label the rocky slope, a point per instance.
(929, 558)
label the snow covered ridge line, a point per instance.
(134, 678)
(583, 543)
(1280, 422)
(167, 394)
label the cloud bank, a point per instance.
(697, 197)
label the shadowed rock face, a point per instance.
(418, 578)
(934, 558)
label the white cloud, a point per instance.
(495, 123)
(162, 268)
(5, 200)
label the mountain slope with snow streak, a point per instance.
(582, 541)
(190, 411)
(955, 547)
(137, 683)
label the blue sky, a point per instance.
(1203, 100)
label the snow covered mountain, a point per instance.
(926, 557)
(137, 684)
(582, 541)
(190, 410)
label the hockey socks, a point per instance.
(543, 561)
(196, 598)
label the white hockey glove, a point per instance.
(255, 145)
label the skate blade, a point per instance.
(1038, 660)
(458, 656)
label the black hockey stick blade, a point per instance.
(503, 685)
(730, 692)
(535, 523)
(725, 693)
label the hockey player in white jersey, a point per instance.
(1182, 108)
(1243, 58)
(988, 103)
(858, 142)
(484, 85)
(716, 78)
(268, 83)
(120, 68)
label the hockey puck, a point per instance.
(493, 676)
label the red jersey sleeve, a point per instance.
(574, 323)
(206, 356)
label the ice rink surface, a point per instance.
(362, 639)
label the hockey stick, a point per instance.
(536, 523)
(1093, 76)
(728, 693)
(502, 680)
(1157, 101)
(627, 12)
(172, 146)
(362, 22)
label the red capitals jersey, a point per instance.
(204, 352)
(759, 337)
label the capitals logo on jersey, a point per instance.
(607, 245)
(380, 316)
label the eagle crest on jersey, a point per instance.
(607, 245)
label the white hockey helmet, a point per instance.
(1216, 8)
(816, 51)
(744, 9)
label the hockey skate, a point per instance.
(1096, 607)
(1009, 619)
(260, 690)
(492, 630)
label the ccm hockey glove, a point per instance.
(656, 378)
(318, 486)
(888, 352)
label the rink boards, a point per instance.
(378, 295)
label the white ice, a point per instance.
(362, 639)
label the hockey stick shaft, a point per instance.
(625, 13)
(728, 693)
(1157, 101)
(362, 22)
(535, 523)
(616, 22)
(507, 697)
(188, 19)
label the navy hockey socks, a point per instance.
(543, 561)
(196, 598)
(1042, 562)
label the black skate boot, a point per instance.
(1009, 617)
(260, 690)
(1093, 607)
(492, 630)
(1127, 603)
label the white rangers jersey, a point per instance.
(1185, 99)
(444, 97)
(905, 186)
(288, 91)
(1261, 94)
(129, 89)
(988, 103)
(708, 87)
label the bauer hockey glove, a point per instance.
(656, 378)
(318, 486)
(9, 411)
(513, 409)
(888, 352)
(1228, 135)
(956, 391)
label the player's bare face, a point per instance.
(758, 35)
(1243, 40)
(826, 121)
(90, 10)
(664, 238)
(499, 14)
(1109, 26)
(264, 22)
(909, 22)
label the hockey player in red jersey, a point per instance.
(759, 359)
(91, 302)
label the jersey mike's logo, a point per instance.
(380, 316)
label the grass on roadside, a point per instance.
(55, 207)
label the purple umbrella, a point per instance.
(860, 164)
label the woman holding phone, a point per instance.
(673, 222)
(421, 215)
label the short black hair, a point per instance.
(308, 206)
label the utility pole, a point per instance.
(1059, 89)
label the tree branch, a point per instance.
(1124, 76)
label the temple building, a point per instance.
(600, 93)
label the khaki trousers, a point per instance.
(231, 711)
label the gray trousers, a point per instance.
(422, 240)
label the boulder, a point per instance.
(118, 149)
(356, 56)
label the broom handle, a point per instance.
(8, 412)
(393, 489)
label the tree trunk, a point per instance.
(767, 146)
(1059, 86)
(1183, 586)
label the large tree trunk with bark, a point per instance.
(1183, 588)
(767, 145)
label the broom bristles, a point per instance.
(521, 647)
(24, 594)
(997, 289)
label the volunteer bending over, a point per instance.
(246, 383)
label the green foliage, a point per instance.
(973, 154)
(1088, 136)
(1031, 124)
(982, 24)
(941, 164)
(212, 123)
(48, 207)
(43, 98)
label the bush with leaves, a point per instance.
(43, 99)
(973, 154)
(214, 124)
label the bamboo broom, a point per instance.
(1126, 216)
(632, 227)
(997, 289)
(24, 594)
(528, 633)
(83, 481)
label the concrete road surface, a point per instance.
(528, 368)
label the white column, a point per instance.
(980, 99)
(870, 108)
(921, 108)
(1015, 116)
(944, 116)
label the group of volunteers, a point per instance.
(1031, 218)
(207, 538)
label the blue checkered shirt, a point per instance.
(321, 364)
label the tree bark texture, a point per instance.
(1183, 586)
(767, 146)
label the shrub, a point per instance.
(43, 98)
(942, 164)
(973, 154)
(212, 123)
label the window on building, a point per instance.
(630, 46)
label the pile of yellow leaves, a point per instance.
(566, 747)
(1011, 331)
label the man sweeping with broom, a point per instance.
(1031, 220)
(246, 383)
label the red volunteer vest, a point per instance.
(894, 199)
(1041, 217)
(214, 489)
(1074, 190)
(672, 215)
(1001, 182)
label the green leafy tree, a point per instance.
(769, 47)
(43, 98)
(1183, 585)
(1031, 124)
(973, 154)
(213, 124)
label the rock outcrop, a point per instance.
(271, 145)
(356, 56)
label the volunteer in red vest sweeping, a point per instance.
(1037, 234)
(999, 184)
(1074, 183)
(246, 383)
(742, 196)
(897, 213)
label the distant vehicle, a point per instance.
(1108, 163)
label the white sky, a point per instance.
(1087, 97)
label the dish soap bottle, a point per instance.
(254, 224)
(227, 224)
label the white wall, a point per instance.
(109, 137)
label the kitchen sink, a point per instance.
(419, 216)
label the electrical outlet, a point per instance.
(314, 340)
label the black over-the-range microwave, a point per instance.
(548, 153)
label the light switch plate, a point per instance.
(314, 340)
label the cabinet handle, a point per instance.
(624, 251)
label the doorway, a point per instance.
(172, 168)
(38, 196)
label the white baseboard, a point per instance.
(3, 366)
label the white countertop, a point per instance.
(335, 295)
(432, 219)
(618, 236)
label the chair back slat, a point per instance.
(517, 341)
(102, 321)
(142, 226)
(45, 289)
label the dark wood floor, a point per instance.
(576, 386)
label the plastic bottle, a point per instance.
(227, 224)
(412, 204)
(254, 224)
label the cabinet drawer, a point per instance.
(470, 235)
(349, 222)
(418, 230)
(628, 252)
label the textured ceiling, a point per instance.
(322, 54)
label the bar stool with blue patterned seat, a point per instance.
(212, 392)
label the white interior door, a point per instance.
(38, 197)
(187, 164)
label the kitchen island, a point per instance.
● ● ●
Exercise
Output the material in full, matching it word for word.

Solution for this problem
label the rocky slope, a point per instance.
(929, 558)
label the snow covered ridge line, a point per instance.
(134, 678)
(583, 543)
(1280, 422)
(167, 394)
label the cloud bank, a point per instance.
(697, 197)
label the shadowed rock face, a point per instance.
(418, 578)
(934, 558)
label the white cloud, a point per instance.
(495, 123)
(162, 268)
(5, 200)
label the mountain slope with snow streak, a point per instance.
(582, 541)
(190, 411)
(955, 547)
(137, 683)
label the blue sky, a point per instance.
(1203, 100)
label the snow covered mountain, a point per instance.
(926, 557)
(137, 684)
(582, 541)
(190, 410)
label the hockey socks, a point per instance.
(543, 561)
(196, 598)
label the white hockey glove, a point per instance.
(255, 145)
label the skate blade, a point per instance.
(1038, 660)
(458, 656)
label the black hockey stick blade, a point per instance.
(503, 685)
(730, 692)
(535, 523)
(725, 693)
label the hockey player in white jersey, a point per instance.
(1182, 108)
(1243, 58)
(988, 103)
(858, 142)
(484, 85)
(716, 78)
(268, 83)
(120, 68)
label the hockey puck, a point per instance.
(493, 676)
label the red jersey sleeve, a point per instance.
(574, 323)
(206, 356)
label the ice rink surface, a point per instance.
(362, 639)
label the hockey stick, a point per instance.
(536, 523)
(1093, 76)
(728, 693)
(502, 680)
(1157, 101)
(627, 12)
(172, 146)
(362, 22)
label the red capitals jersey, a point per instance.
(204, 352)
(759, 337)
label the capitals logo on jersey, a point per instance.
(607, 245)
(380, 316)
label the eagle crest on jersey, a point per instance.
(607, 245)
label the white hockey helmet, a point per instance.
(1216, 8)
(816, 51)
(744, 9)
label the hockey skate, a point per instance.
(1096, 607)
(1009, 619)
(260, 690)
(492, 630)
label the ccm hockey glove, a point per instance.
(656, 378)
(318, 486)
(888, 352)
label the rink boards, a point per instance.
(378, 295)
label the white ice, a point per instance.
(362, 639)
label the hockey stick shaft, a point per instance.
(625, 13)
(728, 693)
(1157, 101)
(362, 22)
(535, 523)
(616, 22)
(507, 697)
(188, 19)
label the navy hockey socks, a point per instance.
(543, 561)
(196, 598)
(1042, 562)
label the black skate boot, a point per instance.
(1009, 617)
(260, 690)
(1093, 607)
(492, 630)
(1127, 603)
label the white rangers jersey, a point per instance.
(1185, 99)
(444, 97)
(905, 186)
(288, 91)
(1261, 94)
(129, 89)
(988, 103)
(708, 87)
label the bauer hockey glove, a point per instance.
(656, 378)
(318, 486)
(9, 411)
(513, 409)
(888, 352)
(1228, 135)
(956, 391)
label the player's bare face, a point per instance.
(758, 35)
(1243, 40)
(826, 121)
(90, 10)
(664, 238)
(499, 14)
(1109, 26)
(264, 22)
(909, 22)
label the hockey player in red jersey, a point per instance.
(759, 359)
(91, 302)
label the jersey mike's logo, a point per instance.
(380, 316)
label the grass on roadside, a point per instance.
(55, 207)
label the purple umbrella, a point per instance.
(860, 164)
label the woman holding phone, a point per instance.
(673, 222)
(421, 215)
label the short black hair, a point per instance.
(308, 206)
label the utility pole, a point per instance.
(1059, 89)
label the tree branch, a point per instance.
(1124, 76)
label the temple building, a point per instance.
(600, 93)
label the khaki trousers, a point per instance.
(231, 711)
label the gray trousers, a point per instance.
(422, 240)
label the boulder, a point per instance.
(118, 149)
(356, 56)
label the broom handle, a point per instance.
(8, 412)
(393, 489)
label the tree trunk, a point per instance.
(767, 146)
(1059, 86)
(1183, 586)
label the large tree trunk with bark, a point per instance.
(1183, 588)
(767, 145)
label the broom bristles, a point per instance.
(521, 647)
(24, 594)
(997, 289)
label the volunteer bending over, a point per instance.
(246, 383)
label the green foliage, a point per instance.
(973, 154)
(1088, 136)
(1031, 124)
(982, 24)
(941, 164)
(212, 123)
(48, 207)
(43, 98)
label the bush with leaves, a point per instance.
(43, 99)
(973, 154)
(214, 124)
label the bamboo broom, a point per instance.
(1126, 216)
(632, 227)
(997, 289)
(24, 594)
(528, 633)
(83, 481)
label the concrete road surface, a point per instance.
(528, 368)
label the white column, a point per instance.
(980, 99)
(870, 108)
(921, 108)
(1015, 116)
(944, 116)
label the group of volunteers, a point per instance.
(1031, 218)
(207, 538)
label the blue checkered shirt, a point per instance.
(321, 364)
label the tree bark texture, a point per instance.
(1183, 586)
(767, 146)
label the shrub, a point per instance.
(43, 98)
(942, 164)
(973, 154)
(212, 123)
label the window on building, a point per instance.
(630, 46)
label the pile of yellow leaves, a point per instance.
(566, 747)
(1011, 331)
label the man sweeping with broom, a point per instance.
(1031, 220)
(246, 383)
label the red volunteer vest, a point per instance.
(894, 199)
(1041, 217)
(214, 489)
(1074, 190)
(672, 215)
(1001, 182)
label the green leafy tree, a point per instance.
(769, 47)
(43, 98)
(1183, 585)
(1031, 124)
(973, 154)
(213, 124)
label the rock outcrop, a point per instance.
(271, 145)
(356, 56)
label the volunteer in red vest sweeping, a point per instance.
(1037, 234)
(999, 184)
(1074, 183)
(246, 383)
(742, 196)
(897, 213)
label the distant vehicle, a point per instance.
(1108, 163)
label the white sky, a point per instance.
(1087, 97)
label the dish soap bottle, a point per instance.
(254, 224)
(227, 224)
label the white wall, a point per instance.
(109, 137)
label the kitchen sink, a point per instance.
(419, 216)
label the electrical outlet, a point per instance.
(314, 340)
label the black over-the-range microwave, a point per instance.
(548, 153)
label the light switch plate, a point per instance.
(314, 340)
label the cabinet handle, a point per instance.
(624, 251)
label the doorway, a point per instance.
(172, 168)
(38, 196)
label the white baseboard, a point per instance.
(3, 366)
label the white countertop, a point per instance.
(335, 295)
(432, 219)
(618, 236)
label the chair back slat, a point per instance.
(517, 341)
(102, 321)
(142, 226)
(45, 289)
label the dark wood floor, a point per instance.
(576, 386)
label the plastic bottle, a point per instance.
(227, 224)
(412, 204)
(254, 224)
label the cabinet drawer, a point per instance.
(470, 235)
(349, 222)
(418, 230)
(628, 252)
label the textured ceiling, a point per instance.
(322, 54)
label the bar stool with blue patterned seat, a point per instance.
(212, 392)
label the white interior door, a point per instance.
(38, 197)
(187, 164)
label the kitchen island, a point per instance.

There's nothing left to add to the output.